[AUSGEWÄHLTER AUSZUG]:
Dem papierlosen Arbeiten stehen vor allem zwei Dinge entgegen: das Schriftformerfordernis und Archivierungsvorschriften. Die Schriftform ist etwa bei notariellen Angelegenheiten und Verträgen relevant. Die sind nur mit einer «fortgeschrittenen» elektronischen Signatur rechtskräftig, einer elektronischen Signatur, die es ermöglicht, Authentizität und Unverfälschtheit der signierten Daten zu prüfen.

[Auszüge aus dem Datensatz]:
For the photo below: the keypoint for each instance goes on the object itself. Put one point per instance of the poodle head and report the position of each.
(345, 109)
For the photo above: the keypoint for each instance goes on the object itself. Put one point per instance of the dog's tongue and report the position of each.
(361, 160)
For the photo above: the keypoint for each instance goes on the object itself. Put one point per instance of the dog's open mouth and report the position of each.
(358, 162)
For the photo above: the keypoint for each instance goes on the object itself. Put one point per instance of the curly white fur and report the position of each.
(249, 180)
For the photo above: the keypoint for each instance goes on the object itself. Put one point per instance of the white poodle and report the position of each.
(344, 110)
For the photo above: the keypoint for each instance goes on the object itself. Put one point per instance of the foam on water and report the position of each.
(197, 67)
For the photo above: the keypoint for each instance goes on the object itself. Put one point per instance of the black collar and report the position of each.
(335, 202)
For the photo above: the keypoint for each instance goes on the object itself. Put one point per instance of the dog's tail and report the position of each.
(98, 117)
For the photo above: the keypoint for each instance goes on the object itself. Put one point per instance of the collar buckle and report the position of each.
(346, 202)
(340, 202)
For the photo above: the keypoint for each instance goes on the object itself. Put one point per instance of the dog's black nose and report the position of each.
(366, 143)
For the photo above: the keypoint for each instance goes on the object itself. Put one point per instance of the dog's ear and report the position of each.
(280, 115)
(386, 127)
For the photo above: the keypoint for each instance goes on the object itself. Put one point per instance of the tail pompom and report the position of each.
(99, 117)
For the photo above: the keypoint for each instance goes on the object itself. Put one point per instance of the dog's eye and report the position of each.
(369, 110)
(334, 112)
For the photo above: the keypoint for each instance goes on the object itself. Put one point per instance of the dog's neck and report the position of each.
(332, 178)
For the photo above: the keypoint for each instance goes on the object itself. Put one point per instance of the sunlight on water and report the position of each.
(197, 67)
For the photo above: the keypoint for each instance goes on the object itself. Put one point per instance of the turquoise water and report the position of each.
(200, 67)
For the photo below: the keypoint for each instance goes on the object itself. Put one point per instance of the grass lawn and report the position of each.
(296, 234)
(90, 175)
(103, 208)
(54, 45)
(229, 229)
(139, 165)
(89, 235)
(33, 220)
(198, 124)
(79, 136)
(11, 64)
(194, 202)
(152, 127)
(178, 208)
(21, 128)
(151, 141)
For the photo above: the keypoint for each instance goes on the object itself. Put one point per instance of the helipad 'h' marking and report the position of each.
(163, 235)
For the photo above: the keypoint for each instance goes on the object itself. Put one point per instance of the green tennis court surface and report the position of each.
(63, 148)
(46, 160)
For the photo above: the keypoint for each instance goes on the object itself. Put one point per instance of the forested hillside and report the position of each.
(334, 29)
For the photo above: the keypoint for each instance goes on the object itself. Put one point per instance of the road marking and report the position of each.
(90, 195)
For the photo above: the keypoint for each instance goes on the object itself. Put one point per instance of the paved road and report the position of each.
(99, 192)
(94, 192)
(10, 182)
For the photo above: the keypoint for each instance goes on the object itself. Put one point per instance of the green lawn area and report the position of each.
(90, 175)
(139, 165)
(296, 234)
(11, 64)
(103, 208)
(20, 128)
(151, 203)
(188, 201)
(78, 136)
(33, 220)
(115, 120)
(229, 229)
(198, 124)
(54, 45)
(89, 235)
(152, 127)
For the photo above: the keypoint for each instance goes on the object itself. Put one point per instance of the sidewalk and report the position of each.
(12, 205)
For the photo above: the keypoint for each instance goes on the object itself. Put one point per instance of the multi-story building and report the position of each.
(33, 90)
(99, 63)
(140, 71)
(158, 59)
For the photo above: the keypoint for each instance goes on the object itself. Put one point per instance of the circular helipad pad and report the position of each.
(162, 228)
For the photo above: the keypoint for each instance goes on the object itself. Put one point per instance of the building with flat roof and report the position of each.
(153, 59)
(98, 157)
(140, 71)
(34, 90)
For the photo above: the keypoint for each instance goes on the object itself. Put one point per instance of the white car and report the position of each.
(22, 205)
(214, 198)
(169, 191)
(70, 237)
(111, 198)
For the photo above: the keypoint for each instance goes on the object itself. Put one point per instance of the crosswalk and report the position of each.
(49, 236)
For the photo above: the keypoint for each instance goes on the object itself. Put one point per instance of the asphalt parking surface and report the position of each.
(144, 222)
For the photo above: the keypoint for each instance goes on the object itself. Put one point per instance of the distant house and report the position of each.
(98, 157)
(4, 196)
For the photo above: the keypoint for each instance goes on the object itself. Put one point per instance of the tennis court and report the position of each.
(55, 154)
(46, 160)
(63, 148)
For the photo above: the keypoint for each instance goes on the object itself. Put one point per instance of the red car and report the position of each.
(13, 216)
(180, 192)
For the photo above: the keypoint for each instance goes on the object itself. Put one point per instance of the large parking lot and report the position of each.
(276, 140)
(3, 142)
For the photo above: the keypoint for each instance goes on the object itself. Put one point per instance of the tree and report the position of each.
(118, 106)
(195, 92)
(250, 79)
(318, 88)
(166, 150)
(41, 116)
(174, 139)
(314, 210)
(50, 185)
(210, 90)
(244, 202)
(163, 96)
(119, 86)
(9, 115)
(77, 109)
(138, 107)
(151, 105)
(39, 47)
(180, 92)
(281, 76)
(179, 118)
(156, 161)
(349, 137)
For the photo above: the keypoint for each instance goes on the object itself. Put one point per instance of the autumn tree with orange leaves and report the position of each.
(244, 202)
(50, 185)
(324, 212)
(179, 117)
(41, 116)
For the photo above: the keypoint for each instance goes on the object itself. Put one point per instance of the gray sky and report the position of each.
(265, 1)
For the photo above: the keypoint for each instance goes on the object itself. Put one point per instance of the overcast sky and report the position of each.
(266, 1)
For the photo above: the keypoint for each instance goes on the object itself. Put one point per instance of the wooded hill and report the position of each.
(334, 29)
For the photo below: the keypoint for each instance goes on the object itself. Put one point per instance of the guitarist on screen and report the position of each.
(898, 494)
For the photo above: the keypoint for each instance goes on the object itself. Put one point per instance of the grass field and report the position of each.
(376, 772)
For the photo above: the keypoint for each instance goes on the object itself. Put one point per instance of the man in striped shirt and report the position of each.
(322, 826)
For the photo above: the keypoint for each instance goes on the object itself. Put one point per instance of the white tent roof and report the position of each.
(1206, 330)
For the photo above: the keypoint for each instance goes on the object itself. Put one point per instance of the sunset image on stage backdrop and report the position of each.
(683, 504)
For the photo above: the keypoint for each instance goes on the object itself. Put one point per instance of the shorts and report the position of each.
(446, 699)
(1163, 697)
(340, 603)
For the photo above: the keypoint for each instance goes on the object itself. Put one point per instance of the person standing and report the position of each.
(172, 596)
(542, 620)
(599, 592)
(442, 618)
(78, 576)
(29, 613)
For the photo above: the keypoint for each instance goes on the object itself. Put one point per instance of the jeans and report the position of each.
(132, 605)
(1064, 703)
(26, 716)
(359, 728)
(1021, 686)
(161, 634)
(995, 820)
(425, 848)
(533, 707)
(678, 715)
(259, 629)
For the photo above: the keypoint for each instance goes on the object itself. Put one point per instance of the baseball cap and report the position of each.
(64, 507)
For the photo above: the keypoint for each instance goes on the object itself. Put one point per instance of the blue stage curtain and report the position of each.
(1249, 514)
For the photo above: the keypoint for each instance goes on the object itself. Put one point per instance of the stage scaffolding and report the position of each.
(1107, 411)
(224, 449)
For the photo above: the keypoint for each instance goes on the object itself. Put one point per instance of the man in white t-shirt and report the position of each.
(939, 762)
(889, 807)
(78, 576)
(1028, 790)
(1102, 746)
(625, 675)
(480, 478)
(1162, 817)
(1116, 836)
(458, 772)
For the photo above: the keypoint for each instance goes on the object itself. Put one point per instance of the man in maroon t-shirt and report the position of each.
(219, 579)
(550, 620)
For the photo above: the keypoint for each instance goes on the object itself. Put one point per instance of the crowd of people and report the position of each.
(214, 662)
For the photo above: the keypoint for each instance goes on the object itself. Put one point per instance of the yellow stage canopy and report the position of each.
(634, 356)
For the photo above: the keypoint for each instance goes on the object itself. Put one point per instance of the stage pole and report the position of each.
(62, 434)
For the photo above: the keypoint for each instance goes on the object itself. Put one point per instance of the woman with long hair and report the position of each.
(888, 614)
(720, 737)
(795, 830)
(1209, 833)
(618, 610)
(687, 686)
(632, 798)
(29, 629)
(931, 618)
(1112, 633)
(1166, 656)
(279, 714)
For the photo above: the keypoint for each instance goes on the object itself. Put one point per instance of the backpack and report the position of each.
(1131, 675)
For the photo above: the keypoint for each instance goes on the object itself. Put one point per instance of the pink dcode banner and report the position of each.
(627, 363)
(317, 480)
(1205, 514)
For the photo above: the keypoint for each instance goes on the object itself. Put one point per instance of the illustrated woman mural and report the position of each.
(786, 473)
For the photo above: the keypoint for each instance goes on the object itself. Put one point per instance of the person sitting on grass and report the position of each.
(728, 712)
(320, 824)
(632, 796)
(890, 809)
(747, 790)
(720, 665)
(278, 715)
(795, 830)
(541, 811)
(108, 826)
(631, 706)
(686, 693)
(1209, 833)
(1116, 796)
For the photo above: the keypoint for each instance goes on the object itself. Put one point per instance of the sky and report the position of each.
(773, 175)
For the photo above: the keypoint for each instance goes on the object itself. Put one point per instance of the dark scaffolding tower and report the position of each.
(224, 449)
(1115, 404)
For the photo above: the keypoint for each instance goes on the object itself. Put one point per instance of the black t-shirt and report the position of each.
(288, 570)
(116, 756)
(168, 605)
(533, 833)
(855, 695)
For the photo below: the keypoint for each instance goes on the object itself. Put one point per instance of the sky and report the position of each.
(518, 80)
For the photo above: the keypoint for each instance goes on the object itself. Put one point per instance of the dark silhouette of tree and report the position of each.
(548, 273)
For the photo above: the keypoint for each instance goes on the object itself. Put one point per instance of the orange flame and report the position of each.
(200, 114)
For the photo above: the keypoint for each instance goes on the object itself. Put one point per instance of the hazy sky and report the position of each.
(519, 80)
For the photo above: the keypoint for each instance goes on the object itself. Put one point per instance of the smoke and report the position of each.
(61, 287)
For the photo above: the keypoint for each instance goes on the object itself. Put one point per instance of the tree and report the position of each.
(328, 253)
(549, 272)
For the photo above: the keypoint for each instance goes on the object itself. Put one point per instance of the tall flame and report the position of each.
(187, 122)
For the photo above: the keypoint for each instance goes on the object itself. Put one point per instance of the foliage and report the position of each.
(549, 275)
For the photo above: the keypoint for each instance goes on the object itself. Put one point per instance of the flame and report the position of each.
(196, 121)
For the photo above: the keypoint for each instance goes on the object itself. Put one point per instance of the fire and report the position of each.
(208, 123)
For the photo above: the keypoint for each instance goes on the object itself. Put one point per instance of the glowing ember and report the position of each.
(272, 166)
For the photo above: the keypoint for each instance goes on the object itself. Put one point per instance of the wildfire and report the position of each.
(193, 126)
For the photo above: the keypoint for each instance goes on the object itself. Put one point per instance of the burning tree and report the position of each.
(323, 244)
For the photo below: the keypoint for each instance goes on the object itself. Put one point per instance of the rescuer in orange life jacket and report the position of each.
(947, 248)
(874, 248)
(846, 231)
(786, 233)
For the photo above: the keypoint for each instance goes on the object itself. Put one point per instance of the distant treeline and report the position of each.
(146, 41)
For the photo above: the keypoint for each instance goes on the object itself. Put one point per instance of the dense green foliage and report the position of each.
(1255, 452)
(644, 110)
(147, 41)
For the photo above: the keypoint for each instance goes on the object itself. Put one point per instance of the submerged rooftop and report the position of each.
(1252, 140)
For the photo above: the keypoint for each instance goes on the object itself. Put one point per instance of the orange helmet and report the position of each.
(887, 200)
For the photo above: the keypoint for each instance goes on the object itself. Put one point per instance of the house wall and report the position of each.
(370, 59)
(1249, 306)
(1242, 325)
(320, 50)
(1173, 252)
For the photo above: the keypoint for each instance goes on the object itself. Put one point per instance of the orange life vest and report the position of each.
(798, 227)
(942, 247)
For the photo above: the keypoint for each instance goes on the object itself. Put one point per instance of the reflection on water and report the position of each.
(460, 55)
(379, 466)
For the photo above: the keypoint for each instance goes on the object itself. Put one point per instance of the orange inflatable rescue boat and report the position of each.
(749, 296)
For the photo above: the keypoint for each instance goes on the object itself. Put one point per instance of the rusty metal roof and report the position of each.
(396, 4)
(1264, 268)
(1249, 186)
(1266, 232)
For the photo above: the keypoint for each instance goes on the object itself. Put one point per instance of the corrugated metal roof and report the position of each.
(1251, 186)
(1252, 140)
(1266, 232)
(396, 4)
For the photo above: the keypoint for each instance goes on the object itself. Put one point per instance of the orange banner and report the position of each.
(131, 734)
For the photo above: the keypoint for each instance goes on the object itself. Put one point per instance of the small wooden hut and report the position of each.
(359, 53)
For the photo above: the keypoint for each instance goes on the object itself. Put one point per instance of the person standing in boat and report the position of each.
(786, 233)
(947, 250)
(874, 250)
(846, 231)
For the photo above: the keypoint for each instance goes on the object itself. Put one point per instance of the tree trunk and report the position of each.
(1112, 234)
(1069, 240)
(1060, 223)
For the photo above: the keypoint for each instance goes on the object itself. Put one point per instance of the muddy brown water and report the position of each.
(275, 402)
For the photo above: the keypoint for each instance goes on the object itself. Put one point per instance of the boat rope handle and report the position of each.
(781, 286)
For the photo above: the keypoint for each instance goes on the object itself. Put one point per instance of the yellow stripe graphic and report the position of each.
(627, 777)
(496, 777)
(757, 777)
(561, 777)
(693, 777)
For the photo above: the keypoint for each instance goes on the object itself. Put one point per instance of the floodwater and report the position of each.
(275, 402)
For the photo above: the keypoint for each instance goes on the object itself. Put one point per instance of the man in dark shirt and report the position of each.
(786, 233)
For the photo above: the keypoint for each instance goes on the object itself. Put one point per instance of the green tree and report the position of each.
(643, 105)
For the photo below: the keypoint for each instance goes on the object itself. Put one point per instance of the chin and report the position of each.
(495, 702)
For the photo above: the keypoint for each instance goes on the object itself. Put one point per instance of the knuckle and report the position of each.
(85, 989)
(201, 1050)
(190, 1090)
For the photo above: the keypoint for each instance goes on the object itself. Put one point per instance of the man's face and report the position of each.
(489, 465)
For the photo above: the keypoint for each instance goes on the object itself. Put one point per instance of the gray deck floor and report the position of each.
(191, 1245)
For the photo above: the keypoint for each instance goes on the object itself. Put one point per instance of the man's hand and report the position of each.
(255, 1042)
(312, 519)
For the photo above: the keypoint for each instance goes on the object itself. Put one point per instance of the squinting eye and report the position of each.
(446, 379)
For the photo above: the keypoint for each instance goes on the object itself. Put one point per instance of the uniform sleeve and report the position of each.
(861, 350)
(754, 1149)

[ARBEITSAUFTRAG]: Kannst du aus dem Auszug über papierloses Arbeiten den Text zwischen „Dem papierlosen Arbeiten“ und „Daten zu prüfen.“, beide Stellen eingeschlossen, wortgetreu extrahieren?

[DEINE ANTWORT]:
Dem papierlosen Arbeiten stehen vor allem zwei Dinge entgegen: das Schriftformerfordernis und Archivierungsvorschriften. Die Schriftform ist etwa bei notariellen Angelegenheiten und Verträgen relevant. Die sind nur mit einer «fortgeschrittenen» elektronischen Signatur rechtskräftig, einer elektronischen Signatur, die es ermöglicht, Authentizität und Unverfälschtheit der signierten Daten zu prüfen.